PAGE EXTRACT:
┄┄┄┄┄┄┄┄┄┄

So began my first crochet lesson one Sunday afternoon in January, 1998. At the time I was in my late thirties. I had two adolescent sons and a four-month-old baby. My father had died three months earlier. Obviously, I needed more to do.
Armed with a “free” plastic H-hook I had driven 9 miles to get at a JoAnn Fabric give away, a ball of bright, green acrylic yarn and a used copy of Better Homes and Gardens Crocheting & Knitting, I sat at my friend Edith’s kitchen table, a meatloaf sandwich in front of me. Apparently crochet was more arduous than I had imagined, and the crochet lesson would not begin until I had eaten the lunch she had prepared for me.
These pre-crochet lesson lunches are how I came to know more about Edith. I learned how she and her husband had moved to Northern California because the air in Los Angeles further compromised his already compromised health, I learned how she had two sons, I learned how one of them died as a child from a brain tumor, I learned that one of the lamps in her living room was from a lamp manufacturing enterprise she and her husband had operated. I also got a copy of her meatloaf recipe.

┄┄┄┄┄┄┄┄┄┄

DATA SECTION:
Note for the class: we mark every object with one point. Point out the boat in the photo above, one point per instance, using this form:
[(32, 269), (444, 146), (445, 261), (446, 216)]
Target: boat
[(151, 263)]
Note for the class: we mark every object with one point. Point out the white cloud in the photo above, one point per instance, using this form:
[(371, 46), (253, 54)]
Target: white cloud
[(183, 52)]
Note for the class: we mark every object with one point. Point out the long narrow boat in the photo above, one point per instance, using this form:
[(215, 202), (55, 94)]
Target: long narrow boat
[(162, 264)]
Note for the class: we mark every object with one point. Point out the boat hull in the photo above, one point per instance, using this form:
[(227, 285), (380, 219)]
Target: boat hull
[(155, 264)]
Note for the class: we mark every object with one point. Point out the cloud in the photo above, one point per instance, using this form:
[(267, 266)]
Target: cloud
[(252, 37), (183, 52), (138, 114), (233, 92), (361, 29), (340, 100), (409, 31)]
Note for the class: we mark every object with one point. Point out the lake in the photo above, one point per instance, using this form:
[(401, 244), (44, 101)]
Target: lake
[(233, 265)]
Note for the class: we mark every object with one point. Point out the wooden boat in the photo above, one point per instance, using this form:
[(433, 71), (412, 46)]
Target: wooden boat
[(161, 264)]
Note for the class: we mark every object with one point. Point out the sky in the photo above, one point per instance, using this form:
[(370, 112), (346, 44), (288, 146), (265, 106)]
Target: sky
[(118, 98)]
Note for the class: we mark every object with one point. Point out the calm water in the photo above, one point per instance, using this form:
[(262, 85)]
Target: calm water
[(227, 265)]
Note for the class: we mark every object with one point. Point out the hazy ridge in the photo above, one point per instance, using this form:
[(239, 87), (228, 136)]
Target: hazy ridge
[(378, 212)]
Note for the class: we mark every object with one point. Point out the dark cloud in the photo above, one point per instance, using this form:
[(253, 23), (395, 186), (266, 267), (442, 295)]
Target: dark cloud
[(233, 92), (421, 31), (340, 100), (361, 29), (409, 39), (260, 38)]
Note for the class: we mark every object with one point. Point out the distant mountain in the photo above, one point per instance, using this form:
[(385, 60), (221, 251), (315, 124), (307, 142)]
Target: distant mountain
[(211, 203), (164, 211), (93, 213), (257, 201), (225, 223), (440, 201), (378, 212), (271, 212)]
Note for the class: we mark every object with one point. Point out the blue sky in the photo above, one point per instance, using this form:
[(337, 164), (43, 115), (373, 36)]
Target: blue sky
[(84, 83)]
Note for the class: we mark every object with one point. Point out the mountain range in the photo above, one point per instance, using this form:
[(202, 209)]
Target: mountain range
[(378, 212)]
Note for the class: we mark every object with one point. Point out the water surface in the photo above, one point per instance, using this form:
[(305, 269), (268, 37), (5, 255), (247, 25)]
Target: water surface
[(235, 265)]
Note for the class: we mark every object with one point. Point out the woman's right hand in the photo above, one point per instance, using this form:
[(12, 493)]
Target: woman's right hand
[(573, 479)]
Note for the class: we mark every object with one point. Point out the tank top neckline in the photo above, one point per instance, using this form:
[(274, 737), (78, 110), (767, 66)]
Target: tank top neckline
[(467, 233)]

┄┄┄┄┄┄┄┄┄┄

WORK REQUIRED: Pick up the crochet lesson story after its last sentence and keep writing it.

TASK OUTPUT:
Having finally eaten enough to please Edith and declared the meatloaf sandwich the best I had ever had, we moved to the living area of her apartment, and she began to instruct me on the finer points of crochet: how to make a slip knot, how to make a chain, and how to complete a single crochet stitch. I was a little taken aback at all that I had to learn as I had in mind for my first project the afghan on the cover of the book I had brought with me. The afghan in question featured nine different granny square motifs. That afternoon, I learned that the business of crochet encompassed more than I had realized.
Many Sunday afternoons have come and gone since my first crochet lesson, and I have yet to finish that afghan I started so many years ago.